• **Stated exercise 1**
Using the macro security registry write-up, answer these questions:
(a) Which two registry values do the modifications target?
(b) What does the attacker create in the first step of the attack chain?
(c) By what means does the victim receive the malicious document?
• **Stated exercise 2**
In two or three sentences, explain why attackers change the macro security settings in the registry, according to the macro security registry write-up.
• **Stated exercise 3**
Resume the macro security registry write-up after its last line by adding the next steps of the attack chain.

• **Extract provided**
-.-.-

MS Office Macro Security Registry Modifications

Attackers may modify Microsoft Office registry settings related to macro security (AccessVBOM, VbaWarnings) to disable security warnings, enabling malicious macros for persistence and further compromise.

Microsoft Office applications allow users and developers to manage macro security settings. Attackers can abuse these settings by modifying the registry to automatically trust macros or disable security warnings. This increases the likelihood of successful macro execution, potentially establishing persistence or enabling further malicious activities on the compromised system. The modifications specifically target the AccessVBOM and VbaWarnings registry values. This is a common tactic used to bypass security controls and execute malicious code within an organization, often as part of a phishing or spear phishing campaign.

Attack Chain

  1. The attacker crafts a malicious Office document containing VBA macros.
  2. The victim receives the malicious document via email or other means (T1566).

-.-.-

[Excerpts of location labeling data]
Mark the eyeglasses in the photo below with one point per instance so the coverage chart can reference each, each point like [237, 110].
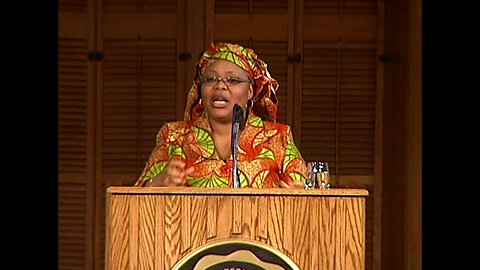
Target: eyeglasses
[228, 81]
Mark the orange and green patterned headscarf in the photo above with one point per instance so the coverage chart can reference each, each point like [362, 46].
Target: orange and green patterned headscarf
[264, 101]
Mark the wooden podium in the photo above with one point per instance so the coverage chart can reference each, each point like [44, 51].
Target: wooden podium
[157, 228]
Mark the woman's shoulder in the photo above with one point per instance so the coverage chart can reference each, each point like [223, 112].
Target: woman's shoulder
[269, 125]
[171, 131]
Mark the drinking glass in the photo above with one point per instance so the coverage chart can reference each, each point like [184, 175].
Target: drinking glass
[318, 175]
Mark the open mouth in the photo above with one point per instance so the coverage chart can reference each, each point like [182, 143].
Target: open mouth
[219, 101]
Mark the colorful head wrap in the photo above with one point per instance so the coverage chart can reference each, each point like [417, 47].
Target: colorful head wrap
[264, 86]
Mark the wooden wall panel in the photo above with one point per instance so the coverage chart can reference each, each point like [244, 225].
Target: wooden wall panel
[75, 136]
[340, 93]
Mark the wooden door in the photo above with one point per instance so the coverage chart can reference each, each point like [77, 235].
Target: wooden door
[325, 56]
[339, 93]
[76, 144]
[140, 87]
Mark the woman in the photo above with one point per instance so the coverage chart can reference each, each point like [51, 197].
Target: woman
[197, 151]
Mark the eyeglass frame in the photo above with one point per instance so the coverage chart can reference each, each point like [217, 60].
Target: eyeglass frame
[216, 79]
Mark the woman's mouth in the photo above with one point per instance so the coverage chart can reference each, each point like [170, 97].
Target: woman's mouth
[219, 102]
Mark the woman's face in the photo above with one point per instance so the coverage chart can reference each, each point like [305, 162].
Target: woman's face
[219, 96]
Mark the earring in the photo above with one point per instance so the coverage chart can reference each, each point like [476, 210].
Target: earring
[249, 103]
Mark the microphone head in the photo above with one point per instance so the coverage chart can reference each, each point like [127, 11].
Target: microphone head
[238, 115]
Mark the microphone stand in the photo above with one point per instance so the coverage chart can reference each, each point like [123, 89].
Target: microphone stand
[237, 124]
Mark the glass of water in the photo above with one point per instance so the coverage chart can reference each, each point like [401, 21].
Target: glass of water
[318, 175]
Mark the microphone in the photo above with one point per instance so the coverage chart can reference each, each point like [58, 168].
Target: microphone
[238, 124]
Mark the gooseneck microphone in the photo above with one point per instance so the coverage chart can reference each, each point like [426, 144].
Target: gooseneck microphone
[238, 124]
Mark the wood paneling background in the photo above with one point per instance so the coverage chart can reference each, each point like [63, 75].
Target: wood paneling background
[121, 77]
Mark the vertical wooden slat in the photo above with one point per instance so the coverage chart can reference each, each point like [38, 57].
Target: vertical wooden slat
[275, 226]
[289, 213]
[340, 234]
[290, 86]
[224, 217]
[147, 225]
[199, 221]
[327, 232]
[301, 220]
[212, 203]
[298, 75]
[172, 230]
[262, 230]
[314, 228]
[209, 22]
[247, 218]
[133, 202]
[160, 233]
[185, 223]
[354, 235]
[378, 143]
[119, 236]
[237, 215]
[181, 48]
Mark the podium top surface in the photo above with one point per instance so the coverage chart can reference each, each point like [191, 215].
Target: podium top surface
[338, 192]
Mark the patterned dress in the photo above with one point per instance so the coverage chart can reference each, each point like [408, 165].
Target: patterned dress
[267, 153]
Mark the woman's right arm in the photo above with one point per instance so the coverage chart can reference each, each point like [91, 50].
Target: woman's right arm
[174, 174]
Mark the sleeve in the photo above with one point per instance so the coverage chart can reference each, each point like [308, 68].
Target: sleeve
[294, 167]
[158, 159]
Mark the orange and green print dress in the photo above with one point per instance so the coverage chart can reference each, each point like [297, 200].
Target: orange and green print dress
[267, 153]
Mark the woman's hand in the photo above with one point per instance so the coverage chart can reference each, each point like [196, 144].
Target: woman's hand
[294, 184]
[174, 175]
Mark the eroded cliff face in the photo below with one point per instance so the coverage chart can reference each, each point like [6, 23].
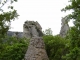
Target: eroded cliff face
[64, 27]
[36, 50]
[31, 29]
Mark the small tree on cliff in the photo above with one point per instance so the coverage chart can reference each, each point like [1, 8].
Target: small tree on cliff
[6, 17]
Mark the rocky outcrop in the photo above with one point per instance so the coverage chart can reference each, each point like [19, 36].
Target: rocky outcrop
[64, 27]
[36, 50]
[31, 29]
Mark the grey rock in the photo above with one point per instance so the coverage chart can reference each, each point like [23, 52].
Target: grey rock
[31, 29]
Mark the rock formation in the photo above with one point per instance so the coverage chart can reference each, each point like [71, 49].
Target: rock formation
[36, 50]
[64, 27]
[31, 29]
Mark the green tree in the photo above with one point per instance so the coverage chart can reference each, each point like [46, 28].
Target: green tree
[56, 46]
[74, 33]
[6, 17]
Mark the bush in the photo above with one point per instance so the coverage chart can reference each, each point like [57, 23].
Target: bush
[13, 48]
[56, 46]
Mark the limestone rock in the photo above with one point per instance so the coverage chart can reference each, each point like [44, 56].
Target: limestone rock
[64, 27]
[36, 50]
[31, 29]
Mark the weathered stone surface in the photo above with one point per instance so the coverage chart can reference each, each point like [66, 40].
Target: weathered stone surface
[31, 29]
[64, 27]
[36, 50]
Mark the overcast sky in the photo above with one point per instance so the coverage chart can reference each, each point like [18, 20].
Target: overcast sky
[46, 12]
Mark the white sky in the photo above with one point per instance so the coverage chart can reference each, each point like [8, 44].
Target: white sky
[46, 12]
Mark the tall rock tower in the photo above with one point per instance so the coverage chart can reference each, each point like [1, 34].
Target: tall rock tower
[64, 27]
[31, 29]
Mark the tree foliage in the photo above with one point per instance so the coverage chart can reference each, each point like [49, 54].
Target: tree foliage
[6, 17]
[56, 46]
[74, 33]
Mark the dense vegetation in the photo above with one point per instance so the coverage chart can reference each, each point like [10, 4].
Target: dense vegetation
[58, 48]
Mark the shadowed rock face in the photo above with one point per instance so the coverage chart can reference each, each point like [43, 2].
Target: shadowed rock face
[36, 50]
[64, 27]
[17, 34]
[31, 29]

-.-.-

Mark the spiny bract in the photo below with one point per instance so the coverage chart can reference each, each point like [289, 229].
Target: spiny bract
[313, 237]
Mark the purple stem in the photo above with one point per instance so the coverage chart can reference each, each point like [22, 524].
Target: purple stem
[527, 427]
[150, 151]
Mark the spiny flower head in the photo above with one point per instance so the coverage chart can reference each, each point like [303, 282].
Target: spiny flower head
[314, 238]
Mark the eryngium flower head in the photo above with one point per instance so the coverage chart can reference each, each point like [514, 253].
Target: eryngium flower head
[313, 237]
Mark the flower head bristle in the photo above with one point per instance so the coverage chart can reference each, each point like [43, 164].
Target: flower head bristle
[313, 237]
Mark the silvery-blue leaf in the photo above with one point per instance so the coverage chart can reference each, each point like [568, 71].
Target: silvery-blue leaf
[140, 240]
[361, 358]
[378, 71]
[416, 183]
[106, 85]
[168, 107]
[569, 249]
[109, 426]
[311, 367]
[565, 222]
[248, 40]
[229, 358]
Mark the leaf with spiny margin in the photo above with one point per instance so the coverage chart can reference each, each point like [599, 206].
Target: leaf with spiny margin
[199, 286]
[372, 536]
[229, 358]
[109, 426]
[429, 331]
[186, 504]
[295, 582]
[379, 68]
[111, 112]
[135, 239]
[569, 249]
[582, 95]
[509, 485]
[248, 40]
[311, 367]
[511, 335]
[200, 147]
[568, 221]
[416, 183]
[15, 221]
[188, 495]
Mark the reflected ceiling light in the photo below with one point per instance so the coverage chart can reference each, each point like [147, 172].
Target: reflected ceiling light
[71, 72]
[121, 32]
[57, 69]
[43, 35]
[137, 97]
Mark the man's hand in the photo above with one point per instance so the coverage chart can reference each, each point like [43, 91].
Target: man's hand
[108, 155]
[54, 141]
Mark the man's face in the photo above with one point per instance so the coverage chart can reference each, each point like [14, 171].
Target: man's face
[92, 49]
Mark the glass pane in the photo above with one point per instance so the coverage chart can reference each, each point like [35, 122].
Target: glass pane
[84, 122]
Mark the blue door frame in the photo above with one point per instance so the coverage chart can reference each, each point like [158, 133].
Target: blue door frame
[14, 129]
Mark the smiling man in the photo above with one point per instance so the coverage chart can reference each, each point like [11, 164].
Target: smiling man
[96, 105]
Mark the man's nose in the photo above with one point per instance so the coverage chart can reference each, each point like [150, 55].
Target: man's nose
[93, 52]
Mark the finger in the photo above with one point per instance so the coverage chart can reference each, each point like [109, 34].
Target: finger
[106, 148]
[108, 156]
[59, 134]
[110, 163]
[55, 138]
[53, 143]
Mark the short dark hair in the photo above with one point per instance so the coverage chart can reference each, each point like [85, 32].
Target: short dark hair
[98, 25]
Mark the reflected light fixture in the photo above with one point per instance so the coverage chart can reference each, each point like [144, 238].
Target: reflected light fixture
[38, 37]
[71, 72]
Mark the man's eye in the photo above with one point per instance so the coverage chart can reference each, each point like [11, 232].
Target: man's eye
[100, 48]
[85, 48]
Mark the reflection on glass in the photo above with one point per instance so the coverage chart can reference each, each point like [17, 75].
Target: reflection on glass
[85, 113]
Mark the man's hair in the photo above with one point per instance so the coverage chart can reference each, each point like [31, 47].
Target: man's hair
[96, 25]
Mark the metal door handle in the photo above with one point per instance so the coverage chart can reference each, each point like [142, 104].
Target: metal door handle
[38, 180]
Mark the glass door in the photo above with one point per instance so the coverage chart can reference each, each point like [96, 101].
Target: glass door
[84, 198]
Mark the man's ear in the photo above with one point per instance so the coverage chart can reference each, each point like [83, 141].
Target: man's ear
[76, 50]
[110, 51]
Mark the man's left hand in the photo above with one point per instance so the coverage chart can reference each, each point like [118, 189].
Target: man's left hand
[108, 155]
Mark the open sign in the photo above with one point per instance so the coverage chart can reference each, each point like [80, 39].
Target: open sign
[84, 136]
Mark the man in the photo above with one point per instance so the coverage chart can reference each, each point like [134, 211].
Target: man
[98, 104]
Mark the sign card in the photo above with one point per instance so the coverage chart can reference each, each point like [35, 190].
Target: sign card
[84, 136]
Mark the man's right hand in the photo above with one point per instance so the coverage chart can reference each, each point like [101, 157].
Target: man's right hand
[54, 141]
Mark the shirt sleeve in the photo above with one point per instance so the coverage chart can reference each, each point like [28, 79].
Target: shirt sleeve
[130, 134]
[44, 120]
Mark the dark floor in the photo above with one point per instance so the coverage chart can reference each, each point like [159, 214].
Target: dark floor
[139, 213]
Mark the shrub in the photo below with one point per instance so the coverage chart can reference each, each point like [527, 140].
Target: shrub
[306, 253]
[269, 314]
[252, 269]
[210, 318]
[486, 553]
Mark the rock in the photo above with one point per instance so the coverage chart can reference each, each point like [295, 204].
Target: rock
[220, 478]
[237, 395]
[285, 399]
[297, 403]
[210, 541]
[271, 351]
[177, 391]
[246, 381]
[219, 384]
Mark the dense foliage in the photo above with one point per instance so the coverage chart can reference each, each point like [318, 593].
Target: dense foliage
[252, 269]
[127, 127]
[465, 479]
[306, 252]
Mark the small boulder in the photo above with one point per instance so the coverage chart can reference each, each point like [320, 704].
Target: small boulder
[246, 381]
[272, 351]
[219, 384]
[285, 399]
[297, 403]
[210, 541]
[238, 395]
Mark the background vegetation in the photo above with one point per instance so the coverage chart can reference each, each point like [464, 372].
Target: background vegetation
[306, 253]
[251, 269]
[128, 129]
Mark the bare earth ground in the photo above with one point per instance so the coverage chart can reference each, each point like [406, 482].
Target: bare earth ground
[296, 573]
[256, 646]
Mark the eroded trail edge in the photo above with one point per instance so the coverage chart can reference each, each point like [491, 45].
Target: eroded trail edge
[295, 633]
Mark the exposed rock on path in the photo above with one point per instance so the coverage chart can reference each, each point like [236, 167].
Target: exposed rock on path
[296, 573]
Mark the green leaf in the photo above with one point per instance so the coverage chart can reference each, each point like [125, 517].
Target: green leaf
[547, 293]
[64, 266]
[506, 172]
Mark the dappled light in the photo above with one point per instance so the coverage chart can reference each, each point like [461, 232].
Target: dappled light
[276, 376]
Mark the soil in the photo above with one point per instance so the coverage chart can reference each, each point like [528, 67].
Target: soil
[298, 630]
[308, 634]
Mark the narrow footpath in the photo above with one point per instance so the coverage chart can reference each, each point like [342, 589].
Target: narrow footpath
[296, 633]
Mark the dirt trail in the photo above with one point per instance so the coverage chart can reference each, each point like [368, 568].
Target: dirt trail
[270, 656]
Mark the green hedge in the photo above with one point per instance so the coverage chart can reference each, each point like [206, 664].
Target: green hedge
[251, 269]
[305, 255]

-.-.-

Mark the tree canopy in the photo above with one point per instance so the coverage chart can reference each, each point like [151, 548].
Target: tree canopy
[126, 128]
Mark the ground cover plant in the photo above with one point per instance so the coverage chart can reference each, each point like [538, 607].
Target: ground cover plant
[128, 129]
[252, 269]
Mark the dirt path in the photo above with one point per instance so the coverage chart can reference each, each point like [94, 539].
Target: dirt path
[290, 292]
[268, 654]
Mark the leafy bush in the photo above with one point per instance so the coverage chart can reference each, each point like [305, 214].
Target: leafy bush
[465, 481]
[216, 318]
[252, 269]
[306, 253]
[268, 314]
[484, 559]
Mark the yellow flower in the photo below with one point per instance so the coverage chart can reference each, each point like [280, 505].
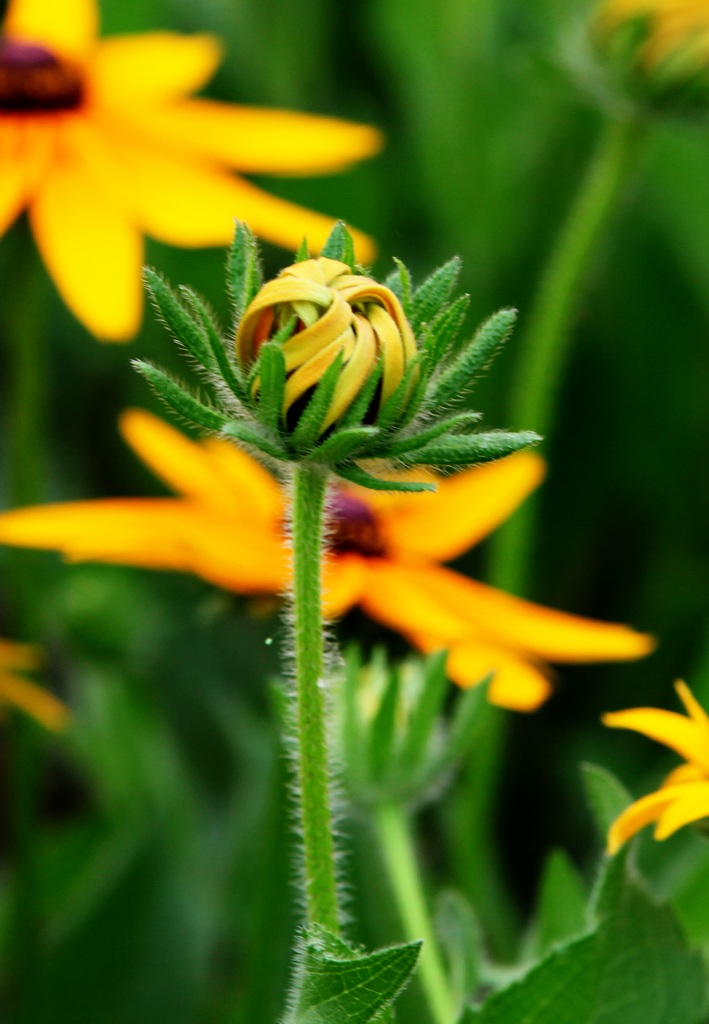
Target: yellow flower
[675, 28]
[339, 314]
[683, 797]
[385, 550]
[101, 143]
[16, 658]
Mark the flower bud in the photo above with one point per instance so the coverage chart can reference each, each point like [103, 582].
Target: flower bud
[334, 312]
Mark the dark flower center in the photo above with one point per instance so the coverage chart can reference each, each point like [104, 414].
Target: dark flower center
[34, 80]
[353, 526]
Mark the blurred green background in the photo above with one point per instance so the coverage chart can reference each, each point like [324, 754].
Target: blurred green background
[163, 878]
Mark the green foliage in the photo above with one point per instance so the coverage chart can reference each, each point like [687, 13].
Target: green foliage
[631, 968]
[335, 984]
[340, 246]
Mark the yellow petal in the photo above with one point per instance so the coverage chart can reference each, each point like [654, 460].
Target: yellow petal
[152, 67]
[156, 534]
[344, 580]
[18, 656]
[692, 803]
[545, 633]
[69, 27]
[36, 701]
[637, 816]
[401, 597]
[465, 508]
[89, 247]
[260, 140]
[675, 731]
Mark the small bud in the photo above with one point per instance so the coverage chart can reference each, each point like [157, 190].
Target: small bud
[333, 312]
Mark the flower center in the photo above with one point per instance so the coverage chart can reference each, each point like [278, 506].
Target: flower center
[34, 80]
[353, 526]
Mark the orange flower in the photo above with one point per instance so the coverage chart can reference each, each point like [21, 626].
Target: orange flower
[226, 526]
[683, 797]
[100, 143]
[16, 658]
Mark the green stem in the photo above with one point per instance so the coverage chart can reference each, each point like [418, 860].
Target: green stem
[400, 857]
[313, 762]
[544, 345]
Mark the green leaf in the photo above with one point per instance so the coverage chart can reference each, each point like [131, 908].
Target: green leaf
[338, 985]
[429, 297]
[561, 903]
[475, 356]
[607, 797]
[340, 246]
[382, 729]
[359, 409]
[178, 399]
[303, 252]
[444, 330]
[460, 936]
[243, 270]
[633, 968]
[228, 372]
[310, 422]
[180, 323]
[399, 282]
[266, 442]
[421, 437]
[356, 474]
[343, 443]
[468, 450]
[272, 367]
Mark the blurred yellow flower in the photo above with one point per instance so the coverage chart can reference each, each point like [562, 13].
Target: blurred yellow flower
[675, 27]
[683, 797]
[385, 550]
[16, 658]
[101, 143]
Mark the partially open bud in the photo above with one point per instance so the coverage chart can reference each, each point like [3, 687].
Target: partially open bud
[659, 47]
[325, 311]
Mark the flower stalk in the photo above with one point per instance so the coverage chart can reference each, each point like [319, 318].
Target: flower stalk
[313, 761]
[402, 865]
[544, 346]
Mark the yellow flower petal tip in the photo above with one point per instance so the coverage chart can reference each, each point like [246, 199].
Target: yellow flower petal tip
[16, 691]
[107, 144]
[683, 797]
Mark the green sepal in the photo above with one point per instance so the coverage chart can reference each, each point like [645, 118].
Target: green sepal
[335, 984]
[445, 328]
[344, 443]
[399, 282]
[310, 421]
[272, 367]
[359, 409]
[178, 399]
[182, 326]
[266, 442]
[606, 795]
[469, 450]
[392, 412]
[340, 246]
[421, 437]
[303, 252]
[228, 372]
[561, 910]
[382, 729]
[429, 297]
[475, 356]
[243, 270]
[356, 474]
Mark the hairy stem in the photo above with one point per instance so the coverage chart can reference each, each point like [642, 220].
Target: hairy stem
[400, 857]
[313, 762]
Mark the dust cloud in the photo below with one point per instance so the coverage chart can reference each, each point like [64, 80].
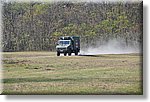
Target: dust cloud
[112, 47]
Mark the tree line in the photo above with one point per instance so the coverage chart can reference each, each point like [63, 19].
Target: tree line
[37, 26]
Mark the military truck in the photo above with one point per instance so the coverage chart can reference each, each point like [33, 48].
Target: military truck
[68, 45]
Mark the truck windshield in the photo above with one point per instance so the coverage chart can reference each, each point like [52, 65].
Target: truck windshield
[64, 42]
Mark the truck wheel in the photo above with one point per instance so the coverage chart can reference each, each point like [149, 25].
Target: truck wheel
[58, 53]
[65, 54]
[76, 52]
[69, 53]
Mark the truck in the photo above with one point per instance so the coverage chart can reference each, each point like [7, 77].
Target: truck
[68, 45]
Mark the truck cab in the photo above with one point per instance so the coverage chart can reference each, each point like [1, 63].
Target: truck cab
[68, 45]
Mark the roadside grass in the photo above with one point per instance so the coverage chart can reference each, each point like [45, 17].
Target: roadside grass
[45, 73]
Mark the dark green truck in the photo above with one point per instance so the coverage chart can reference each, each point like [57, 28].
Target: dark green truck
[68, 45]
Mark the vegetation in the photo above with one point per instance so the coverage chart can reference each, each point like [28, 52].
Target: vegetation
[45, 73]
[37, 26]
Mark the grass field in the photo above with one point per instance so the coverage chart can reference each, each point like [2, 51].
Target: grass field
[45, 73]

-.-.-

• **Exercise output 1**
(a) AccessVBOM and VbaWarnings.
(b) A malicious Office document containing VBA macros.
(c) Via email or other means (T1566).

• **Exercise output 2**
Attackers modify these registry settings so that macros are trusted automatically or security warnings are disabled. This makes it more likely that a malicious macro will run, which can establish persistence or enable further malicious activity on the compromised system.

• **Exercise output 3**
  3. The victim opens the document, potentially triggering a prompt to enable macros.
  4. If macros are enabled or trusted due to existing settings, the malicious VBA code executes (T1204.002).
  5. The VBA code modifies the Windows Registry to disable macro security warnings by setting HKEY_CURRENT_USER\Software\Microsoft\Office\*\Security\VbaWarnings to 1 or modifying AccessVBOM (T1112).
  6. The attacker can then use the trusted macro environment to execute arbitrary code (T1059.005).
  7. The attacker may establish persistence by creating scheduled tasks or modifying startup entries (T1547.001).
  8. The attacker achieves their final objective, which may include data exfiltration, lateral movement, or deploying ransomware (TA0005, TA0002).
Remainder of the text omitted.